Stored items
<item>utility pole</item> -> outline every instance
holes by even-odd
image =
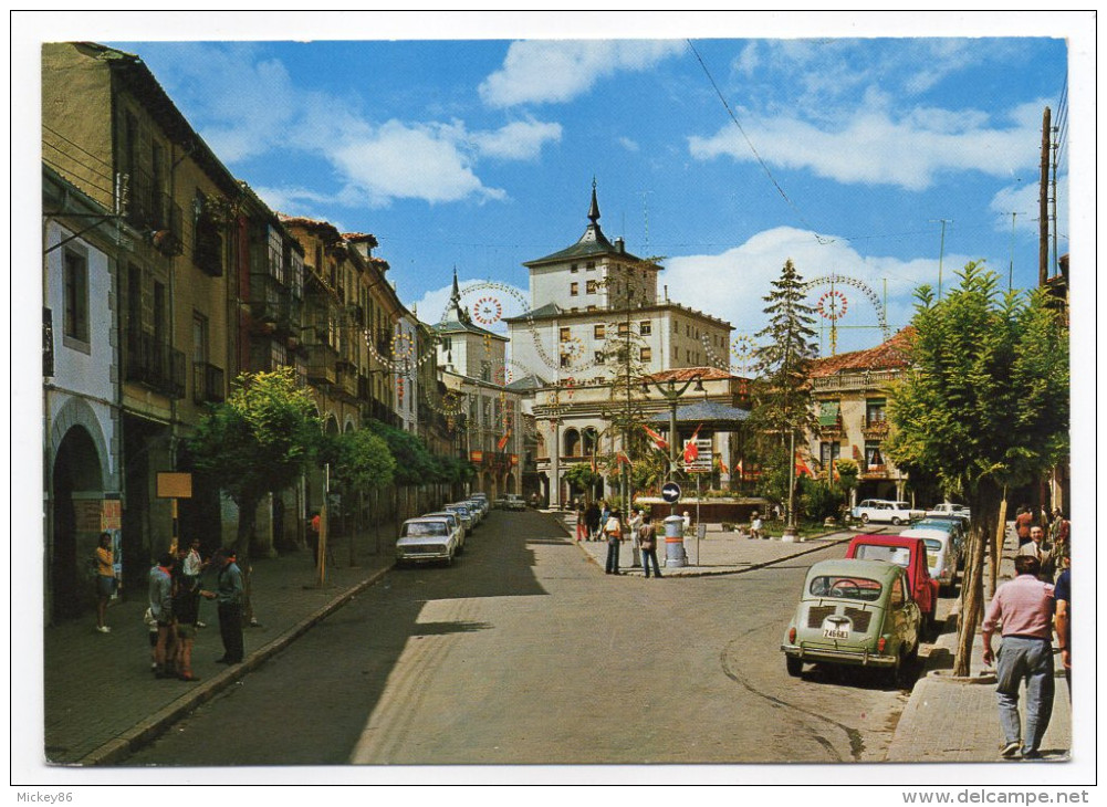
[[[1038,192],[1038,286],[1049,278],[1049,107],[1042,113],[1042,179]]]
[[[942,240],[938,248],[938,299],[942,299],[942,258],[945,256],[945,225],[953,224],[952,218],[932,218],[931,221],[942,223]]]

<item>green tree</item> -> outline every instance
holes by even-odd
[[[969,674],[983,612],[984,548],[996,534],[1004,486],[1025,484],[1068,451],[1068,341],[1041,290],[1000,291],[981,263],[942,300],[915,297],[911,368],[889,395],[889,456],[931,475],[972,507],[954,674]]]
[[[768,324],[757,333],[754,351],[753,410],[749,426],[755,435],[755,452],[765,468],[780,468],[787,475],[784,501],[788,504],[789,526],[795,526],[795,446],[806,428],[814,427],[810,365],[817,355],[815,311],[804,302],[804,279],[792,259],[785,261],[780,277],[773,281],[764,298]],[[763,474],[763,494],[779,495],[778,474]]]
[[[238,506],[236,550],[249,592],[250,538],[258,504],[293,484],[318,449],[321,424],[311,394],[290,368],[242,373],[227,400],[200,417],[187,438],[196,472]],[[250,603],[246,603],[250,614]]]

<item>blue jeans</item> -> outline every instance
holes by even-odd
[[[1024,751],[1037,751],[1053,715],[1053,645],[1043,639],[1004,637],[995,656],[1000,726],[1006,743],[1020,741],[1018,687],[1026,682]]]
[[[619,573],[619,545],[621,542],[617,538],[608,538],[608,565],[603,570],[609,575]]]

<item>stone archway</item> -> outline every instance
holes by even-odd
[[[75,617],[92,602],[91,576],[79,559],[91,558],[104,500],[103,461],[83,425],[65,432],[51,469],[52,534],[48,546],[51,615]]]

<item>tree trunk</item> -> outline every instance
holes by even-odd
[[[973,519],[969,534],[969,560],[961,584],[956,654],[953,658],[953,674],[959,677],[971,674],[973,641],[984,613],[984,556],[993,534],[991,528],[999,515],[1000,500],[999,487],[987,482],[981,482],[969,499]]]

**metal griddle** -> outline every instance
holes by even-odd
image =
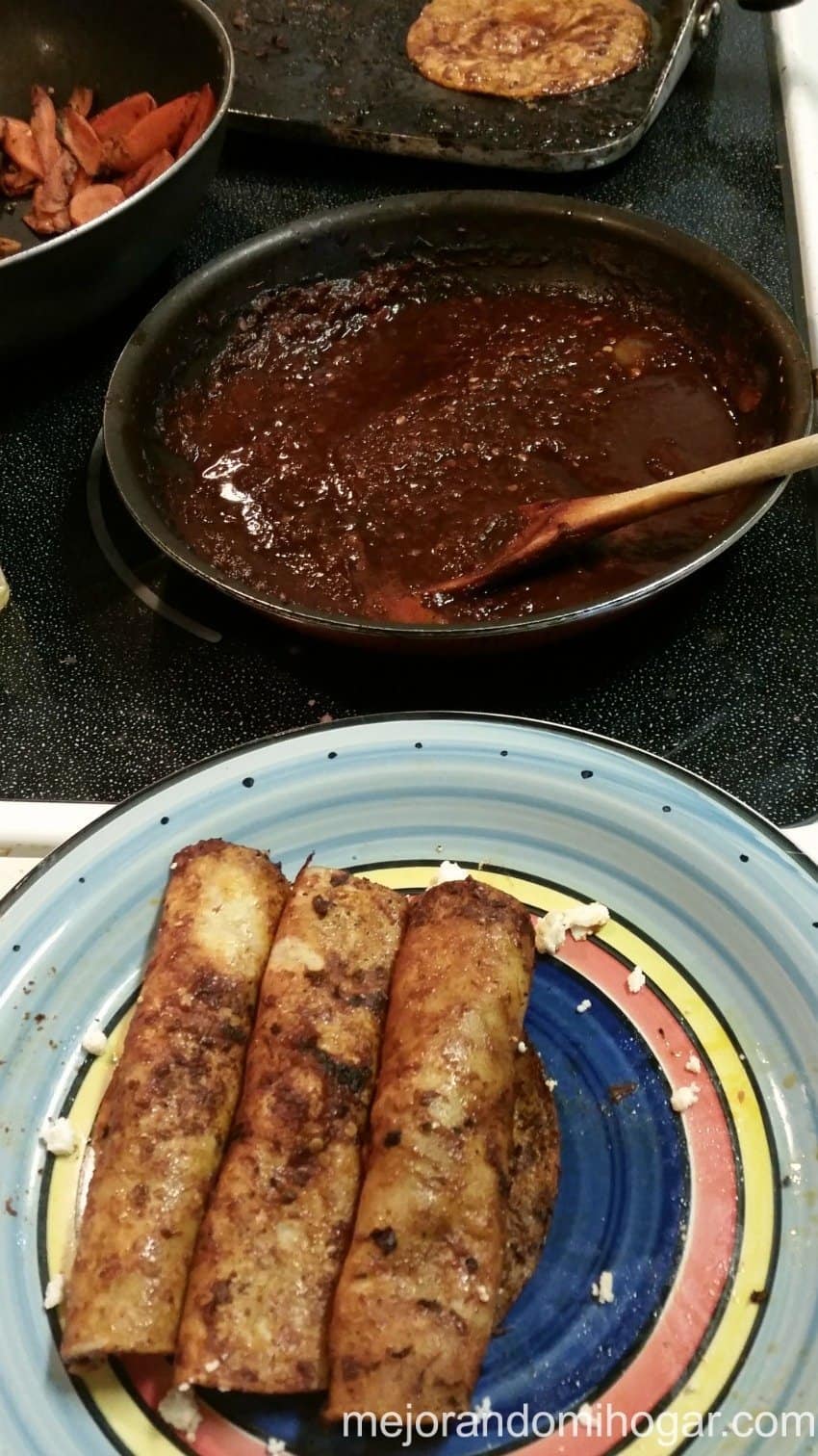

**Stated problem:** Rewrite the rows above as a two-column Markdown table headed Line and Text, putting each line's number under Line and the line itself under Text. Skip blank lines and leave the pictures out.

**Exercise answer:**
| Line | Text |
|---|---|
| 1 | <item>utility pole</item> -> outline every instance |
| 2 | holes by even-odd |
| 3 | image = |
| 4 | [[[1038,192],[1038,286],[1049,278],[1049,107],[1042,113],[1042,179]]] |
| 5 | [[[942,240],[938,248],[938,299],[942,299],[942,258],[945,256],[945,225],[953,224],[952,218],[932,218],[931,221],[942,223]]] |
| 6 | <item>green tree</item> -> outline every instance |
| 7 | holes by even-odd |
| 8 | [[[969,674],[983,612],[984,548],[996,534],[1004,486],[1025,484],[1068,451],[1068,341],[1041,290],[1000,291],[981,263],[942,300],[915,297],[911,368],[889,395],[889,456],[931,475],[972,507],[954,674]]] |
| 9 | [[[768,324],[757,333],[754,351],[753,410],[749,426],[755,435],[755,452],[765,468],[780,468],[787,475],[784,501],[788,504],[789,526],[795,526],[795,446],[806,428],[814,427],[810,365],[817,355],[815,311],[804,302],[804,279],[792,259],[785,261],[780,277],[773,281],[764,298]],[[763,474],[763,494],[779,495],[778,474]]] |
| 10 | [[[238,506],[236,550],[249,592],[250,538],[258,504],[293,484],[318,449],[321,424],[311,394],[290,368],[242,373],[227,400],[200,417],[187,438],[196,472]],[[250,603],[246,603],[250,614]]] |
| 11 | <item>blue jeans</item> -> outline every instance |
| 12 | holes by even-odd |
| 13 | [[[1024,751],[1037,751],[1053,715],[1053,645],[1043,639],[1004,637],[995,656],[1000,726],[1006,743],[1020,741],[1018,687],[1026,682]]] |
| 14 | [[[619,573],[619,545],[621,542],[617,538],[608,538],[608,565],[603,570],[609,575]]] |
| 15 | <item>stone archway</item> -> outline every instance |
| 16 | holes by even-odd |
| 17 | [[[75,617],[92,602],[91,576],[79,559],[91,558],[104,500],[103,461],[83,425],[65,432],[51,469],[52,534],[48,546],[51,615]]] |
| 18 | <item>tree trunk</item> -> outline every instance |
| 19 | holes by even-odd |
| 20 | [[[973,519],[969,534],[969,560],[961,584],[956,654],[953,658],[953,674],[959,677],[971,674],[973,641],[984,613],[984,556],[993,534],[991,528],[999,515],[1000,500],[999,487],[987,482],[981,482],[969,499]]] |
| 21 | **metal griddle** -> outline every instance |
| 22 | holes by even-odd |
| 23 | image = |